» **WORK ITEM**
Reproduce the passage on pollution in Nigeria word for word, starting with "Lagos automobiles fumes" and going on through "of lung cancer.".

» **EXCERPT**
-.-.-
According to WHO, Onitsha, Nigeria, has the highest levels of Particulate Matter (PM)10 in the world followed by Peshawar in Pakistan and Zabol in Iran. The WHO uses the PM measure to gauge the level of concentration of particles in the air. Other cities which were ranked by WHO for high PM10 levels are Kaduna, Abia, and Umuahia; these ranked fifth, sixth and sixteenth on the WHO PM 10 scale, indicating that these cities are grossly polluted, not just in terms of air quality but also in terms of solid wastes that litter the streets and block the drainage system.

Lagos automobiles fumes and their hydrocarbon discharge

 

Vehicular exhaust emissions are the greatest single source of urban air pollution in Nigeria since most of the automobiles plying Nigerian roads are run with worn out combustion engines that emit over-bearing quantities of fumes.

Diesel fumes contain about 10 times the amount of soot particles contained in petrol exhaust fumes, with the potential to cause cancer. In the short term, high level and/or persistent exposure to diesel fumes can irritate the eyes and increase the risk of lung cancer.

 

Port Harcourt: A Sooty garden

Soot is a mass of impure carbon particles resulting from the incomplete burning of hydrocarbons. When inhaled, the soot particle becomes an irritant and cause a cough. Persistent cough leads to an injury to the lungs. Soot, currently experienced by Port Harcourt residents was triggered by incessant activities of illegal oil refining and bunkering as the burning of tyres compound the malaise.

Environmental Protection Projects

In the face of the numerous onslaughts on the various aspect of the Nigerian environment, it is marginally comforting to observe that a number of projects targeted at environmental restoration and protection. One of such projects is the Clean Lagos Initiative (CLI) of the Lagos State Government.

 

Clean Lagos Initiative

The CLI was launched by the Lagos State Government in 2016 through its Ministry of Environment. Its mandate is to ensure a clean (Lagos) city through a viable waste management framework. As the name indicates, this initiative is expected to eliminate indiscriminate waste disposal by enthroning effective waste management and recovery systems.

Environmental analysts say that this measure should substantially contain, and eventually eliminate, the health hazards that often arise from wanton waste disposal practices. The reform is a type of public-private partnership model, involving the engagement of private contractors in the waste management process. The CLI is backed by an enabling act, the Environmental Management and Protection Law recently passed by the Lagos State House of Assembly.

 

Call for Action: the role of Impact Investing

According to a 2016 World Bank report, the average life expectancy of Nigerians was 53 years, a far cry from that of average for low and middle-income countries, which the organization put at a little above 70 years. A major cause of the short life expectancy is environmental pollution, with more than 9 million people are killed annually.

From the foregoing, it is fairly obvious that any serious attempt to enhance the quality of life of Nigerians through a clean-up of the environment will need huge funding. This is an opportunity that impact investors should embrace as it has the potential of delivering good returns while offering portfolio diversification alternatives. With impact investing, it is possible to shrink the negative impacts on the environment and also generate positive returns on investments.

Impact Investing in environmental intervention tools

A critical situation analysis shows that Impact investing for the protection of the environment is possible. It can be achieved through investments in organizations, bonds, funds and other instruments whose primary objective is to improve social and environmental conditions.

An example of such instruments is the green bond, which was initially introduced in Nigeria in December 2017. Green Bonds are typically debt instruments issued to raise capital for specific clean power projects or projects aimed at reducing the threat of climate change.
-.-.-
» **DATA FOR ANALYSIS**
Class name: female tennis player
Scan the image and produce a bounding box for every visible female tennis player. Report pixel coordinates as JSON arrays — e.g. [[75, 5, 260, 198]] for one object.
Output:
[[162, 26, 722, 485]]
-.-.-
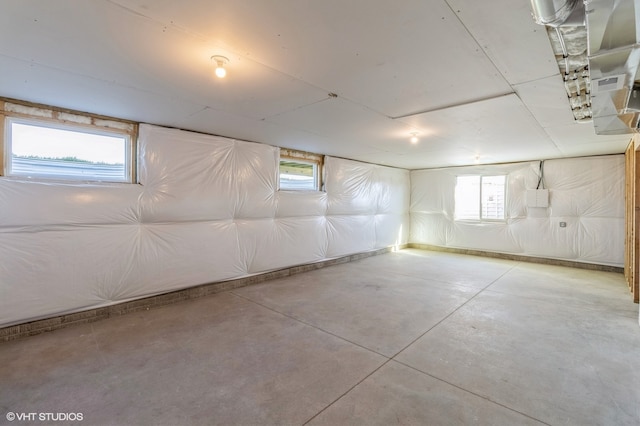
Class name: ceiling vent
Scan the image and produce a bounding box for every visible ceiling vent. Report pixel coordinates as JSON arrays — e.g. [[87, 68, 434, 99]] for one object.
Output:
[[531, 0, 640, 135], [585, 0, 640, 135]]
-.-.-
» **ANSWER**
Lagos automobiles fumes and their hydrocarbon discharge

 

Vehicular exhaust emissions are the greatest single source of urban air pollution in Nigeria since most of the automobiles plying Nigerian roads are run with worn out combustion engines that emit over-bearing quantities of fumes.

Diesel fumes contain about 10 times the amount of soot particles contained in petrol exhaust fumes, with the potential to cause cancer. In the short term, high level and/or persistent exposure to diesel fumes can irritate the eyes and increase the risk of lung cancer.